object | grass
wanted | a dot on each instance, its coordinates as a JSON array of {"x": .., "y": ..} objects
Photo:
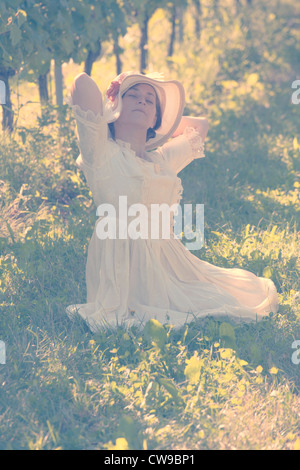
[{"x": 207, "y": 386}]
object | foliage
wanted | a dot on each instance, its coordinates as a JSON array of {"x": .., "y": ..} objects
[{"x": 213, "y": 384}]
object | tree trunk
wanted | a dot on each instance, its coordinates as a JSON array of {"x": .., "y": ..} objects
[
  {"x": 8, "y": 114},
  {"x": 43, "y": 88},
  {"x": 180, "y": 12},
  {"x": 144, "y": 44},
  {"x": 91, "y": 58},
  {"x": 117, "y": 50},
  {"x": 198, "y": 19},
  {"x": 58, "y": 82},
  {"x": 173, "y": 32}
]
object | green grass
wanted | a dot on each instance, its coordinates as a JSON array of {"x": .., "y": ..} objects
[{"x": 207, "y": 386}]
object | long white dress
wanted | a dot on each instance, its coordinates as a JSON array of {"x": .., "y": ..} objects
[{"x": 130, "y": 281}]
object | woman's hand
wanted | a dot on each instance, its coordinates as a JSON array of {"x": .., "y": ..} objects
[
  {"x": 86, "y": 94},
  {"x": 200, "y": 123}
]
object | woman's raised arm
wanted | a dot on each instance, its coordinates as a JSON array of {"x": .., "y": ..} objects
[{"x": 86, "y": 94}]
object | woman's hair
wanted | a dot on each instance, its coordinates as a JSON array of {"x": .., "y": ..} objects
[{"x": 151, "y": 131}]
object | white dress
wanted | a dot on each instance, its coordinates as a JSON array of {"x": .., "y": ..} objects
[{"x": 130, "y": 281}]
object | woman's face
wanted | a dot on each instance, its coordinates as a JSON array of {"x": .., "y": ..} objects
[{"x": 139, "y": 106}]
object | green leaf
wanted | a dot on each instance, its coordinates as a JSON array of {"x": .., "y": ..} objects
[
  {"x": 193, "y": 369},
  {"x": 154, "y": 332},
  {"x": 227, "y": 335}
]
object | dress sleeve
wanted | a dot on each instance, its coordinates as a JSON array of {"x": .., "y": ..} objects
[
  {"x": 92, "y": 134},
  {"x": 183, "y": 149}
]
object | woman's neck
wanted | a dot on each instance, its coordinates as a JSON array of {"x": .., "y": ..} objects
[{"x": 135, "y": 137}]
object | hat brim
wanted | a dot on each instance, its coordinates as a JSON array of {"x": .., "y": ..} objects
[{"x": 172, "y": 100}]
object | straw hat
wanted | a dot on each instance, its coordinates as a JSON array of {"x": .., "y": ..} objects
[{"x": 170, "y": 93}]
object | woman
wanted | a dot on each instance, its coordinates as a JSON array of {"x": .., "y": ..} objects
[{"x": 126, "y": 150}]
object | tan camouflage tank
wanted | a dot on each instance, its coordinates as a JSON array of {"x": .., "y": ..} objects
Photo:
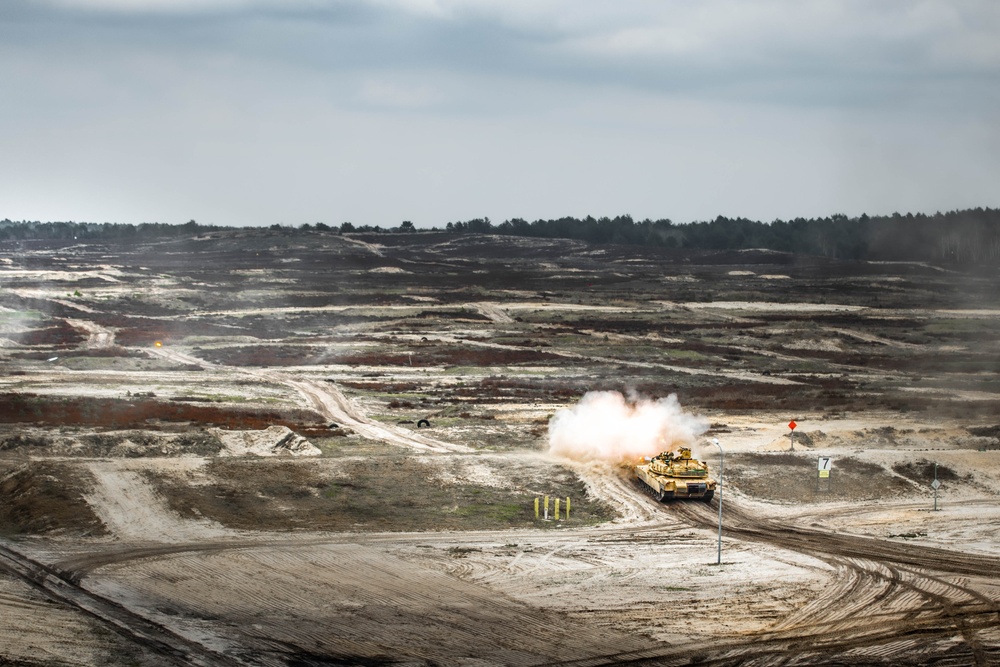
+--
◆ **EXERCISE BRIEF**:
Every line above with the string "green" in it should be copied into the answer.

◆ **SOLUTION TO THIS TASK**:
object | green grass
object | green leaf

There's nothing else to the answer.